:: REQUIREMENTS ::
Rewrite the material below with "Tag" swapped for "Mark" wherever it occurs, and leave everything else unchanged.

:: DATASET ROWS ::
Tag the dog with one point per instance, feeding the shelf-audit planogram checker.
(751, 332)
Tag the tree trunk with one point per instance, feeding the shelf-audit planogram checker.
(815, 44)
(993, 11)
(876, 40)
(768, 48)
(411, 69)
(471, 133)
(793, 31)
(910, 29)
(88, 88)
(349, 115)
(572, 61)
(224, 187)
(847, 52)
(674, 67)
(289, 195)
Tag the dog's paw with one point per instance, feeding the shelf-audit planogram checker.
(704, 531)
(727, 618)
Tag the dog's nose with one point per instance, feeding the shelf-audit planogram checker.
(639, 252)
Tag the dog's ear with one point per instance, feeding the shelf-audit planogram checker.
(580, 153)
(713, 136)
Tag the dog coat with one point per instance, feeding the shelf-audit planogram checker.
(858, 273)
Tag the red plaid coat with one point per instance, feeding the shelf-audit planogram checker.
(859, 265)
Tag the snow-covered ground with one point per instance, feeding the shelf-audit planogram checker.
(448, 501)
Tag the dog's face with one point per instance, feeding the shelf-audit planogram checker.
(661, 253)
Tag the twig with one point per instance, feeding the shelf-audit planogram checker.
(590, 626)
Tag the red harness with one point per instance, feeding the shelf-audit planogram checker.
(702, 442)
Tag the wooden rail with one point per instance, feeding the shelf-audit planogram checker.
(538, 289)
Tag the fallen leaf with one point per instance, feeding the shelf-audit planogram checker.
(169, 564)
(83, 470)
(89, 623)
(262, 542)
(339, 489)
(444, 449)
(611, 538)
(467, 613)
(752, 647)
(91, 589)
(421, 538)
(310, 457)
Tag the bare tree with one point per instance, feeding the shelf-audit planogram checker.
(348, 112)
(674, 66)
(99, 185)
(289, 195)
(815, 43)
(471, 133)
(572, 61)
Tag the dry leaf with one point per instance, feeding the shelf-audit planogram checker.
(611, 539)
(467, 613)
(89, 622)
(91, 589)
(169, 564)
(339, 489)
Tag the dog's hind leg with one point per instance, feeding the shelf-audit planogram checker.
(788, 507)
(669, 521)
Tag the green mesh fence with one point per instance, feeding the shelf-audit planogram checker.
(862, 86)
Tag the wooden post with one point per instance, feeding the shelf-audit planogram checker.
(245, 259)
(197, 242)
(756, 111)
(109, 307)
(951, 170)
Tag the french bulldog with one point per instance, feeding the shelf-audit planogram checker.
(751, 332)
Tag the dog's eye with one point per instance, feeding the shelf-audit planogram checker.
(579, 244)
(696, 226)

:: TASK OUTPUT ::
Mark the dog with one point per instance, feeding the shelf-audit planogram checker.
(751, 332)
Mark the tree trunk with one point per instance, feeding the shelf-audit planogram checker.
(815, 44)
(993, 11)
(876, 40)
(768, 48)
(411, 69)
(471, 133)
(793, 31)
(910, 29)
(88, 88)
(349, 115)
(572, 61)
(224, 187)
(847, 52)
(674, 67)
(289, 195)
Mark the dog's paw with one point per instance, feeding the shelf-audit planogram checker.
(704, 531)
(727, 618)
Mark the dog's nose with one point per instance, feeding the shelf-audit planogram checker.
(639, 252)
Mark the dog's ear with one point per instance, feeding the shelf-audit planogram checker.
(580, 153)
(713, 136)
Mark the dog coat with one point per instance, feeding the shelf-audit planogram checker.
(858, 273)
Mark the red plaid coat with one point per instance, feeding the shelf-audit planogram checker.
(859, 265)
Mark the snow-covered ground with one point per instance, feeding the shelf-audit planogram checker.
(448, 501)
Mark the dog's face with one point per instance, feeding the shelf-audit planogram checker.
(661, 253)
Mark the twig with one point per instance, feeding the shelf-audit planogram checker.
(590, 626)
Mark the red harness with one point per instance, feeding the shelf-audit planogram checker.
(702, 442)
Mark the wooden rail with one point per instance, feeding the shelf-audit planogram checker.
(538, 289)
Mark the fallen leaf with one point per instance, feeding the shelf-audit planogram checker.
(169, 564)
(83, 470)
(89, 623)
(262, 542)
(339, 489)
(444, 449)
(611, 538)
(467, 613)
(752, 647)
(91, 589)
(421, 538)
(310, 457)
Mark the bare tree with one point per instance, feeding the shelf-audit planogram checker.
(348, 112)
(674, 66)
(99, 185)
(289, 195)
(815, 43)
(471, 133)
(572, 61)
Mark the dry leaf with one point per instance, feeding the shelf-audit planogram checker.
(611, 539)
(467, 613)
(89, 622)
(91, 589)
(169, 564)
(339, 489)
Mark the dog's hind leg with one point per instance, feeding the shelf-audit planogram checker.
(788, 507)
(669, 521)
Mark the green mesh fence with one point per instance, feeding the shelf-audit planogram checker.
(862, 86)
Mark the wooden post with one point per instance, feeding the shelf-audit planogram checker.
(245, 259)
(197, 242)
(756, 111)
(109, 307)
(951, 170)
Mark the french bulldog with one point per instance, feeding the shelf-audit planogram checker.
(751, 332)
Mark the dog's eye with one point per instance, feeding the shelf-audit planogram checker.
(579, 244)
(696, 226)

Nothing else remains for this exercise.